• _Text segment_

· · · · ·

It’s in your nature: Cedar waxwings, the berry birds
Waxwings crave berries such as autumn olive, multiflora rose, mountain ash and green briar berries, seen here. BARRY REED/SPECIAL TO THE TIMES NEWS
The beautiful cedar waxwing also has a yellow-edged tail.
The cedar waxwing has the characteristic “Lone Ranger” mask and a crest. Here one perches near a crabapple still clinging to the now-bare branches.
One of the Times News region’s prettiest birds is the cedar waxwing. It can be found here year-round, but in winter, its abundance is either feast or famine. That unpredictability is due to their gathering in flocks (often 10 or more birds) and their wandering flights taking them in search of, well, berries. Their nomadic roaming is due to their craving of berries or drying fruit persistent on some trees.
Typically the flocks drop into a food source, feed voraciously, and almost as quickly as they arrived, they whir away on rapid wing beats. The flock’s flight is unique, too. As the dozens of birds fly, the flock seems to be choreographed to turn quickly and synchronized, which also helps with identifying them.
Waxwings make a characteristic twittering call, and when you’ve heard it once or twice, it helps you locate the next flock. Knowing that call will help you grab your binoculars to check out what you thought were some dull brownish birds dotting the neighboring shrubs or tree tops. The extra minute used to identify them will be worth the effort. These “Lone Ranger” masked birds are quite beautiful.

· · · · ·

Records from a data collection

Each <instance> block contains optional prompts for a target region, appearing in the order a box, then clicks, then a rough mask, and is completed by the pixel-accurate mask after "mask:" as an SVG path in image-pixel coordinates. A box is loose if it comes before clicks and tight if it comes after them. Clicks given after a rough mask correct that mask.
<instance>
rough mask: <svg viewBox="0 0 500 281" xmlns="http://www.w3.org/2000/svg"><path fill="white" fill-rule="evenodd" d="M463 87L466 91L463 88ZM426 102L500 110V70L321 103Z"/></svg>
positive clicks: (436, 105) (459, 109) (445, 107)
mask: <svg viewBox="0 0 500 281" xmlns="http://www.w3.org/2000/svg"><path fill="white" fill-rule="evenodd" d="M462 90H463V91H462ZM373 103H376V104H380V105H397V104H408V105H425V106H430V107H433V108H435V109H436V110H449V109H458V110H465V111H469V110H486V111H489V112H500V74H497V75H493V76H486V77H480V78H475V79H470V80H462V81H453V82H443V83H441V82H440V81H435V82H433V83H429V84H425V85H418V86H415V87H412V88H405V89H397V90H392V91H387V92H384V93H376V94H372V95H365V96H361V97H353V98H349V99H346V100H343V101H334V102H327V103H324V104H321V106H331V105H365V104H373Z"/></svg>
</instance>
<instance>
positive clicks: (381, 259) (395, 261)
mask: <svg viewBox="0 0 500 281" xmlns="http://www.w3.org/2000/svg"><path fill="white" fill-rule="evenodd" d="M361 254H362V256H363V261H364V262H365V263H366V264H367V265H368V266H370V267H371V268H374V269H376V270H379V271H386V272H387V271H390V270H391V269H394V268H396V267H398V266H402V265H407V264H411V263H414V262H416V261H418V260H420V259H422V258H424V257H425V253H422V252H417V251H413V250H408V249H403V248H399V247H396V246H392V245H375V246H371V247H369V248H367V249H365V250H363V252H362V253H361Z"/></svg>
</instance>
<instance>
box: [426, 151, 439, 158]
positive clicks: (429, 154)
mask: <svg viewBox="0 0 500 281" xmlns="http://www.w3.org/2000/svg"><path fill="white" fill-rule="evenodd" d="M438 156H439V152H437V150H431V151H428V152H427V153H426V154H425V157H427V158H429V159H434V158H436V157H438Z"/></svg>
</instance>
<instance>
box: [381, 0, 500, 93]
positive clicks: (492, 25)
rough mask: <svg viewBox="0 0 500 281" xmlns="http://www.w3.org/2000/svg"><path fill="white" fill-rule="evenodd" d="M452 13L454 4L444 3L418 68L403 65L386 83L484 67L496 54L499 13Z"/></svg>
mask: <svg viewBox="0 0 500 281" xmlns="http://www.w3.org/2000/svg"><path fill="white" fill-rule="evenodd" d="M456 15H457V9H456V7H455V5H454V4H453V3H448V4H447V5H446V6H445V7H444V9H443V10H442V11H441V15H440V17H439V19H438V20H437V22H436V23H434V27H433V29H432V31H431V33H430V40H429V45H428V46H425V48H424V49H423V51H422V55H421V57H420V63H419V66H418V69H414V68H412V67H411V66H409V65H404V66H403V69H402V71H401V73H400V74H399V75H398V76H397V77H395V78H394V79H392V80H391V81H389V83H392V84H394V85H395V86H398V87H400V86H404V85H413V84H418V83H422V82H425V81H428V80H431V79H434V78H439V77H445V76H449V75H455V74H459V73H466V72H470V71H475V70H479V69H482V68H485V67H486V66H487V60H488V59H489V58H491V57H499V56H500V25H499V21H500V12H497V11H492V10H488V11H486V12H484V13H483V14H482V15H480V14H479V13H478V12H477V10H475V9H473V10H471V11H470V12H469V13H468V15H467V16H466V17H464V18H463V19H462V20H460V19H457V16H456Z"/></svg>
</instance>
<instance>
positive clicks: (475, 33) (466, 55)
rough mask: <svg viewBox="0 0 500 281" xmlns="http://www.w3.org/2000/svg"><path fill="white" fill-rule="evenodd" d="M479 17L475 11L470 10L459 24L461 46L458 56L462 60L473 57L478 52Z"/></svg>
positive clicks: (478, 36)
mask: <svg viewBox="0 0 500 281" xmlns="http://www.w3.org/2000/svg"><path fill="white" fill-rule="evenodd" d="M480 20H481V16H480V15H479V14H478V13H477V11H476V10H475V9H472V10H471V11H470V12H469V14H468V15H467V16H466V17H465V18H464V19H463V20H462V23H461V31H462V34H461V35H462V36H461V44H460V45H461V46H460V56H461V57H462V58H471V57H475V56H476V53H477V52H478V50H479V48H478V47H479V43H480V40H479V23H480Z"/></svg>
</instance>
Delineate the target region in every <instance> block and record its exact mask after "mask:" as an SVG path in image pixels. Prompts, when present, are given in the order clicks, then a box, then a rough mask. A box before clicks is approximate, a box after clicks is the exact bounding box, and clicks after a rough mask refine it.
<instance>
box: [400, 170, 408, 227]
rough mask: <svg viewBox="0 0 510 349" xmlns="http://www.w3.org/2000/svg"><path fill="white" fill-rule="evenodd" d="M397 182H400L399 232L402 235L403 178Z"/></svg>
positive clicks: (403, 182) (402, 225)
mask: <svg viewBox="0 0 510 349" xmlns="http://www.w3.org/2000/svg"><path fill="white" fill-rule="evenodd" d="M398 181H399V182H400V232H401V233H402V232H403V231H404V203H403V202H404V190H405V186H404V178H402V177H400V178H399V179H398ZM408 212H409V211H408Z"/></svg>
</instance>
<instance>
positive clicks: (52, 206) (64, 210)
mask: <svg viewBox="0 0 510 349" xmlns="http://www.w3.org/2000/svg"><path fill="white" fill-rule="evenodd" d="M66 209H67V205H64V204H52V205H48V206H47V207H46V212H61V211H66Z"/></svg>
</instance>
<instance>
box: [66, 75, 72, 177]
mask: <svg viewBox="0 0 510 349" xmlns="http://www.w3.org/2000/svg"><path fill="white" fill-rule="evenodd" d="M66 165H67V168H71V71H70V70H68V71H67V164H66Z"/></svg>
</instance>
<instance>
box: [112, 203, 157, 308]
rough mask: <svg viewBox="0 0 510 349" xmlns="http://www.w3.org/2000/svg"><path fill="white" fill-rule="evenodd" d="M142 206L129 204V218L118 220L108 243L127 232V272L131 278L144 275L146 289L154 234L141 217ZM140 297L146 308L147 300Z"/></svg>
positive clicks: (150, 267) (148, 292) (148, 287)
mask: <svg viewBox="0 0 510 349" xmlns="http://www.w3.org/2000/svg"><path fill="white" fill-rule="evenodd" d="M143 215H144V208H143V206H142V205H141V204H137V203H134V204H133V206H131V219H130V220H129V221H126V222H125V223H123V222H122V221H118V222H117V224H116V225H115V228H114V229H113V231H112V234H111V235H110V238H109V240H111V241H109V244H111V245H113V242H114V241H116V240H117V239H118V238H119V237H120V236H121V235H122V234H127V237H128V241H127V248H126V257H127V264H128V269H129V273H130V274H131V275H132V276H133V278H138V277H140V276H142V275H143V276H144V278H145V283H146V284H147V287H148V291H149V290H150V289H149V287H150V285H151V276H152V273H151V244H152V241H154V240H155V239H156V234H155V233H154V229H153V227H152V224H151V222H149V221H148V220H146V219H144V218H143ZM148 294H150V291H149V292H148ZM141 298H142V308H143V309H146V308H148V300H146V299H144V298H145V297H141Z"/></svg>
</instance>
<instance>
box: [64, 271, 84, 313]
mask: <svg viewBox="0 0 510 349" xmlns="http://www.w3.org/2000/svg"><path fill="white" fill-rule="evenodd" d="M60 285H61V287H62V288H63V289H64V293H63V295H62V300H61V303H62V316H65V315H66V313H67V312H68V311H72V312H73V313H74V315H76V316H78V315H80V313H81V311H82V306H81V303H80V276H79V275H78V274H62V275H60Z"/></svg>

· · · · ·

• _Task details_
Could you continue the cedar waxwing article above, picking up right after its last sentence?

• _Result below_
The cedar waxwings pair up in late winter (usually earlier than all other songbirds) and late in May they mate and lay eggs while both male and females feed and care for the young. They have one nest a year, and their diet at nesting time includes more insects. Other than the nestling time, their diet is 80 to 90 percent berries or desiccated fruit clinging to branches. The Beltzville State Park area, with its many well-planned food plots (Pennsylvania Game Commission), usually harbors a number of waxwing flocks. There they find autumn olive, multiflora rose hips and a particular favorite, the fruit of the numerous crabapple trees.
I have read excerpts, and more recently some video clips, of drunken waxwings. Their habit of gulping down a dozen or two berries is part of the problem. The frozen fruits from winter begin to thaw in spring time, and the slow warming allows yeast in the fruits to ferment. Obviously, a small bird like a waxwing with a number of fermented fruit in its crop and digestive tract can become inebriated easily.
I read an account where a judge needed to adjourn a court session because birds just outside the courtroom were continually flying into the windows. The trees outside the courthouse were full of overwintering fruits, and the birds were obviously very “drunk” and distracting the jurors. Other folks have found what they thought were injured birds, staggering/flopping/unable to fly, on their patios. They were too “drunk” to fly or even remain upright, and surely would then be easily hit by vehicles or offer up easy prey to opportunistic hawks. To their surprise, hours later, sobered up, they recovered and off they went.
If you have mountain ash or crabapple trees in your yard, take a closer look when a flock alights in them. Quickly grab the binoculars, because they feed and off they go. Enjoy the berry birds and all that nature has to offer. Hey, just get out there!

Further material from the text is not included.